= PROBLEMS TO SOLVE =
**1.** In the Brighton Beach essay, what city will the narrator be in for college?
**2.** Please reproduce the Brighton Beach essay from "As the engine" to "changed the subject.", renaming "high school" as "secondary school" everywhere it appears.

= PROVIDED PASSAGE =
=====

Brighton Beach

The following is an essay that I am currently revising in preparation to share with my writers’ group. Enjoy!

We ripped off the top of my rusty Geo Tracker and hopped in, not sure of the destination. Heather, Carissa, and I took turns choosing songs on my ipod, each one full of adolescent lust – an ache for attention with the dull throbbing of discontentedness. As we listened and sang, we fell more in love with the night.

It was a clear night and the sky reminded me of sailors in the fifties – navy uniforms that made hearts thud in anticipation. The stars were brighter and dustier than I had seen in a year, full of the promise of summer’s arrival. The evening air had traces of the day’s earlier humidity and we welcomed it as it pummeled the bare skin of our arms. It was the night of my high school graduation and the three of us ignored the loud houses we passed, containing my red-faced peers sucking down cheap beer. The city was full of kids ready to move on to the next step. It didn’t matter what came next, as long as it didn’t include the dingy, noisy lockers of high school. Before any of us had felt the crazed spontaneity of a drunken night, we were content with our innocent endeavors. The most toxic thing about our Friday nights were the lattes purchased at the coffee shop while we wasted the gas money our parents had given us, swirling around the tri-city area.

As the engine churned away miles, we passed memories back and forth. We agonized over lost relationships and slid gossip across an unseen table. We wondered what would happen in three months when I left for college and they stayed behind to finish high school.

“Ashley, don’t worry. We’ll visit every other weekend,” Heather said. “It’s not like there’s anything to do in Menasha.”

“Yeah,” Carissa said. “You can show us around the big city that is Stevens Point and tell us what it’s like to be in college.”

Smiling to myself, I imagined a cramped dorm room and the idea of big pit classes with cranky professors in argyle. I was looking forward to the independence, though the idea scared me a bit.

“Heather, remember the time we were camping with my family and we stole my mom’s wine coolers after she went to sleep?” I changed the subject.

“Omigod that was so funny!” Heather shrieked, then told Carissa the story.

We talked about our first kisses and blushed, remembering the faces of those boys. We pondered how eye colors changed and tried to define what it felt like to be in love.

“It’s exhausting,” Heather said. “It’s beautiful, but I hate feeling like I depend on Jim, it makes me feel crazy.” She paused, watching her hand grabbing at the air. “It’s overwhelming – obsessive and time consuming, but it smothers you just right.”

Carissa was staring beyond the car, watching a couple walk lazily with fingers intertwined. “It’s perfection. It’s like you have all the puzzle pieces and you can accomplish everything.”

I paused to think of what I knew I love. I knew enough to know I had never been in love. I had dated a few boys, nothing very serious, but each time I let myself get carried away.  “I think of an hourglass,” I said. “My brain empties, but my heart fills up.”

After driving around for an hour, Heather decided she wanted to go swimming. “It’s frickin’ hot,” she said. “Ashley, take us to the beach.”

=====

= INFORMATION PROVIDED =
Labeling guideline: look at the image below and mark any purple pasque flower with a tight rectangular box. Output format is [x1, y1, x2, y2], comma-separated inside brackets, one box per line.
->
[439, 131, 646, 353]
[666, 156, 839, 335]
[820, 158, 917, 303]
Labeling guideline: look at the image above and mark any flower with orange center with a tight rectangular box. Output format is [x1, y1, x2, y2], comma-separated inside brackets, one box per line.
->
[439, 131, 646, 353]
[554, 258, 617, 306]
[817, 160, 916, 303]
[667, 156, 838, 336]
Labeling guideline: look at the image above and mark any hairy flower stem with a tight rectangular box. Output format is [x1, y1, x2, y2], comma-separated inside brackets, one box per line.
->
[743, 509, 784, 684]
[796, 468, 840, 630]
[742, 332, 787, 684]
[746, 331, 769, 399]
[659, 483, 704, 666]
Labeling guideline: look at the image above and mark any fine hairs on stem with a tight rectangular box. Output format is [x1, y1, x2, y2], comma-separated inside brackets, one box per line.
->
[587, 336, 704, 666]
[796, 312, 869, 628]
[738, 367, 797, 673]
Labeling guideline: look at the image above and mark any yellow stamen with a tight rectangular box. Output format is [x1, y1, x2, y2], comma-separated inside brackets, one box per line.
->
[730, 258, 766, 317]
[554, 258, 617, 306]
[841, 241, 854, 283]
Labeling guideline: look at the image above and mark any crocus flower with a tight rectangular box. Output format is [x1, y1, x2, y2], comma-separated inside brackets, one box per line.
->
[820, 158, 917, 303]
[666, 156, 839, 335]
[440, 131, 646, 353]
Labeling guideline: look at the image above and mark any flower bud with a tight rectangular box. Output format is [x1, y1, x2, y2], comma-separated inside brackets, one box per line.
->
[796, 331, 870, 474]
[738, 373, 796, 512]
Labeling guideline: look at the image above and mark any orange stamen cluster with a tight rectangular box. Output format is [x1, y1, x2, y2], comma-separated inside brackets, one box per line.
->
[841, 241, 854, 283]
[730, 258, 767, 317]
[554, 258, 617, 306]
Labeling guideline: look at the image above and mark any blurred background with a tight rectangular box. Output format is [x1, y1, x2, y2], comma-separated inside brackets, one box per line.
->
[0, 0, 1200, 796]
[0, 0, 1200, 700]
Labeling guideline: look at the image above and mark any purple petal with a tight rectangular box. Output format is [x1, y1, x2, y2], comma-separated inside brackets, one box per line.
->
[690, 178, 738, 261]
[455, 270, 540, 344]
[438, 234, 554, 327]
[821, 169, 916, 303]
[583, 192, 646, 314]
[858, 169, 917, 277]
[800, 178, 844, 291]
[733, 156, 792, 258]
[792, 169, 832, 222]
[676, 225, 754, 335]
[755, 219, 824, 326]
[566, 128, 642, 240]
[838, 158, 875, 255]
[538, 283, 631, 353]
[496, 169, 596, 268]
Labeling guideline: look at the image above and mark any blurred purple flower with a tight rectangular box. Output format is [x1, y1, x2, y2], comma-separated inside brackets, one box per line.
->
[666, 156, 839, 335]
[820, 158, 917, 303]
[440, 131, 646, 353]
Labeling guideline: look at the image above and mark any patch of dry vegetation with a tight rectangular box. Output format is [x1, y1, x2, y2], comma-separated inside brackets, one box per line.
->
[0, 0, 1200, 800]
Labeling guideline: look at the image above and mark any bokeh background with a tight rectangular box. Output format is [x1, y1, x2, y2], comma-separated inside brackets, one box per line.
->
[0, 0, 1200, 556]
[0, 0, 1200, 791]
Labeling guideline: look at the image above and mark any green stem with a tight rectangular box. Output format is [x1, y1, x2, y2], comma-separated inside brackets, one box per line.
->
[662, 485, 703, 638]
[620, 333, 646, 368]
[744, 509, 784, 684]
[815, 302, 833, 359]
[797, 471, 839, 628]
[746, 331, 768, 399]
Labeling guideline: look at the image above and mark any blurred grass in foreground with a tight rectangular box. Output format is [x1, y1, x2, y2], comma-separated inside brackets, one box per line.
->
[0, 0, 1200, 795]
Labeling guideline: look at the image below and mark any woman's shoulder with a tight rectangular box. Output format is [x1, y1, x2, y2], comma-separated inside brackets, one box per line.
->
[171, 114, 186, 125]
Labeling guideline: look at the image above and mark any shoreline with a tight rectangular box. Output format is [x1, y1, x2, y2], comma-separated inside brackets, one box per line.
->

=====

= SOLUTIONS IN ORDER =
**1.** Stevens Point

**2.**
As the engine churned away miles, we passed memories back and forth. We agonized over lost relationships and slid gossip across an unseen table. We wondered what would happen in three months when I left for college and they stayed behind to finish secondary school.

“Ashley, don’t worry. We’ll visit every other weekend,” Heather said. “It’s not like there’s anything to do in Menasha.”

“Yeah,” Carissa said. “You can show us around the big city that is Stevens Point and tell us what it’s like to be in college.”

Smiling to myself, I imagined a cramped dorm room and the idea of big pit classes with cranky professors in argyle. I was looking forward to the independence, though the idea scared me a bit.

“Heather, remember the time we were camping with my family and we stole my mom’s wine coolers after she went to sleep?” I changed the subject.